Supplied material
────────
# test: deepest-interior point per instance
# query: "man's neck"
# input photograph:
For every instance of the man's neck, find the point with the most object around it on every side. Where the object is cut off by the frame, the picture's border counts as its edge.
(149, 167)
────────
What to work on
Each record above is to be reproduced exactly, in full.

Your response
# test: deepest-interior point per instance
# query: "man's neck"
# input photograph:
For every instance of the man's neck, find the point with the most object around it on every side. Where the object is cut off by the frame, the picture's border counts as its edge.
(149, 167)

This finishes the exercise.